> **Objective**: Copy out the records word for word, beginning at the start of the records and ending with the line containing "even-odd rule for holes", that line included.

[Region labeling entries]
○ ○ ○ ○ ○

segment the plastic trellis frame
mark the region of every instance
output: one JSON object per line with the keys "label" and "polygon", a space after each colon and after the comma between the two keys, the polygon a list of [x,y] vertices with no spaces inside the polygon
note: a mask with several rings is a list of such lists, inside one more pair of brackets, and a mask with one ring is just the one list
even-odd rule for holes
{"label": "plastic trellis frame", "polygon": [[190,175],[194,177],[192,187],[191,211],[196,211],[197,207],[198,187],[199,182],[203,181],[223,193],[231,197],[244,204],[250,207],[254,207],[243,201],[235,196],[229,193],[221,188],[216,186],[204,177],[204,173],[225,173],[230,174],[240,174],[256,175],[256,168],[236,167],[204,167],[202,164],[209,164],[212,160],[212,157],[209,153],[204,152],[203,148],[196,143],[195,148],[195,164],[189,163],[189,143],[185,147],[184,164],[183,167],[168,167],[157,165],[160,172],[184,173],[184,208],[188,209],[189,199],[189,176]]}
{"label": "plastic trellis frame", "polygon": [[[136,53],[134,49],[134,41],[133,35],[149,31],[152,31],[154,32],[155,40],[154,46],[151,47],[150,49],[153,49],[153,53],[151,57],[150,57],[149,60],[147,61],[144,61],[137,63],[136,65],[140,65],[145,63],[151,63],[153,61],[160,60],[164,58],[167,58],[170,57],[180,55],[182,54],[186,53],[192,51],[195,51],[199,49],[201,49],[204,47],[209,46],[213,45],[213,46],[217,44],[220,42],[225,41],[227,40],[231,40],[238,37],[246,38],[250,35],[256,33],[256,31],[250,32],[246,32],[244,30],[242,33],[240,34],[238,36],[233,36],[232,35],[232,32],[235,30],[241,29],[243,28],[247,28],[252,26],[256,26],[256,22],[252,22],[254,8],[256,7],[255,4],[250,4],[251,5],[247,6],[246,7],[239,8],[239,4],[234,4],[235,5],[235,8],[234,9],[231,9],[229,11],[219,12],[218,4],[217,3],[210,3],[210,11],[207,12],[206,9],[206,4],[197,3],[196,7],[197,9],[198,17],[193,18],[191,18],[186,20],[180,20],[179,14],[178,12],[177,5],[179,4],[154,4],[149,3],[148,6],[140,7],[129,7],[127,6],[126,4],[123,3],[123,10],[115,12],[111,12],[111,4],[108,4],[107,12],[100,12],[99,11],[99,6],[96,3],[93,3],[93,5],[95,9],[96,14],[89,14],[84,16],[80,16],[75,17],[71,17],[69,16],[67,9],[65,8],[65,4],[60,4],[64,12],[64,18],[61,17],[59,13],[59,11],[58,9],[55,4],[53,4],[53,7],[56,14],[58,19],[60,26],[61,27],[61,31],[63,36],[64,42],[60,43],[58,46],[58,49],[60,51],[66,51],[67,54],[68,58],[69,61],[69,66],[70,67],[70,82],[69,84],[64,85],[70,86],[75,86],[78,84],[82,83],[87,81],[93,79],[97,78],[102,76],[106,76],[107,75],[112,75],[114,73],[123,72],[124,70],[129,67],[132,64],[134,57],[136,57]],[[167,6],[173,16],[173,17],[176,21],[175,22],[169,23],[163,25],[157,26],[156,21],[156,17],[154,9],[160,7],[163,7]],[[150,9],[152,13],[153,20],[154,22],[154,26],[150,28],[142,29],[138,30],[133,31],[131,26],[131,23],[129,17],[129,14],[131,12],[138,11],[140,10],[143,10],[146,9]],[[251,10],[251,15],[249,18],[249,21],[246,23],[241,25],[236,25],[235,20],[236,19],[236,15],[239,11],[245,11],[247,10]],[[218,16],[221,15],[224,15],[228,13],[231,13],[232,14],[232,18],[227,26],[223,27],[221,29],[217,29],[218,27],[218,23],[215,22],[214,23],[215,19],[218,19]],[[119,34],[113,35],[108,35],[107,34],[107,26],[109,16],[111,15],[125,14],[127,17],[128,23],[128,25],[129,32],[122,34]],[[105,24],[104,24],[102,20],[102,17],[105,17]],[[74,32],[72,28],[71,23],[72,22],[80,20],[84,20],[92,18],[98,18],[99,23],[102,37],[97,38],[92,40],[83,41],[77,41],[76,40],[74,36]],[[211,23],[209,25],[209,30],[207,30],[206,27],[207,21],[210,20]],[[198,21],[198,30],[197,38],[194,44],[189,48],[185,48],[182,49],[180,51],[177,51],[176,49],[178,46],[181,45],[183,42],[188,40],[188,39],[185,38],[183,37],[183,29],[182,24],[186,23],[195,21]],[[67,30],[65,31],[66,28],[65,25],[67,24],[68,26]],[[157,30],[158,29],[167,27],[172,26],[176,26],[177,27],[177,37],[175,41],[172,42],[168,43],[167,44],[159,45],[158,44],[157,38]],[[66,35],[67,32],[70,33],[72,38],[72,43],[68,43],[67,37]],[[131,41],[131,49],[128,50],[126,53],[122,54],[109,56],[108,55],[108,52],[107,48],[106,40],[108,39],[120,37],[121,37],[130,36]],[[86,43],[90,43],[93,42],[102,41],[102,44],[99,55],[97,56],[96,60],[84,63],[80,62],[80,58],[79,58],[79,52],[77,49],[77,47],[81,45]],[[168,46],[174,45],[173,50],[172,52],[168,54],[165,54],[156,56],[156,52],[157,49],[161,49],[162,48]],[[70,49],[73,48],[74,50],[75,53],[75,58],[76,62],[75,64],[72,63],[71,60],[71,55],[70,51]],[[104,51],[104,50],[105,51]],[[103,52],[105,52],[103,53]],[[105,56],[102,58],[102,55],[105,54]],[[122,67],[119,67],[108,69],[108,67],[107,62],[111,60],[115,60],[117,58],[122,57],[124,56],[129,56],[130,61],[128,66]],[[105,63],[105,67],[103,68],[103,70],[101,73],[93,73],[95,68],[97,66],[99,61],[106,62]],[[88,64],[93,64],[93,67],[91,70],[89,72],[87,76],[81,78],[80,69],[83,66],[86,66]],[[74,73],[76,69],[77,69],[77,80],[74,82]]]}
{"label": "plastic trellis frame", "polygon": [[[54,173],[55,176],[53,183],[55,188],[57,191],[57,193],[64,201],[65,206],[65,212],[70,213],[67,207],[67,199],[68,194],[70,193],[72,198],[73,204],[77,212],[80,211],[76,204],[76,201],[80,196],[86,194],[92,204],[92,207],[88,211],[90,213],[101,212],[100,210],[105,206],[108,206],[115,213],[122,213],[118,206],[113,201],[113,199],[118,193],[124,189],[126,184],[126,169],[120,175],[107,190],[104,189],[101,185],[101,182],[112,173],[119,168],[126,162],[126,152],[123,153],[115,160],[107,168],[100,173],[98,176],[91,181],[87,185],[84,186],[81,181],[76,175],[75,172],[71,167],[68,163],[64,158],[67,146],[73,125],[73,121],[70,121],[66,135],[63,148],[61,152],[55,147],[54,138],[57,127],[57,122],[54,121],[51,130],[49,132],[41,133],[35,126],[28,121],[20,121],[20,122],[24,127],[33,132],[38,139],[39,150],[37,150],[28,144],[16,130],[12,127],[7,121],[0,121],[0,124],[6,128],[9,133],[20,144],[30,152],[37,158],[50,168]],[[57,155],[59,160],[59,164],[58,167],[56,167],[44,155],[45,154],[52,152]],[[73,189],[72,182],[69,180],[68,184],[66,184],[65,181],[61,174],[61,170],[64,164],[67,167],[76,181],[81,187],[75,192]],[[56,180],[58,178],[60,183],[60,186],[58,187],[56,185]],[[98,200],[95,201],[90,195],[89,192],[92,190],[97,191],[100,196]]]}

○ ○ ○ ○ ○

> **Full output**:
segment the plastic trellis frame
mark the region of every instance
output: one JSON object per line with the keys "label" and "polygon", a space after each colon and after the comma between the two keys, the polygon a list of [x,y] vertices with no spaces inside the polygon
note: a mask with several rings is a list of such lists, inside one more pair of brackets, and a mask with one ring is just the one list
even-odd rule for holes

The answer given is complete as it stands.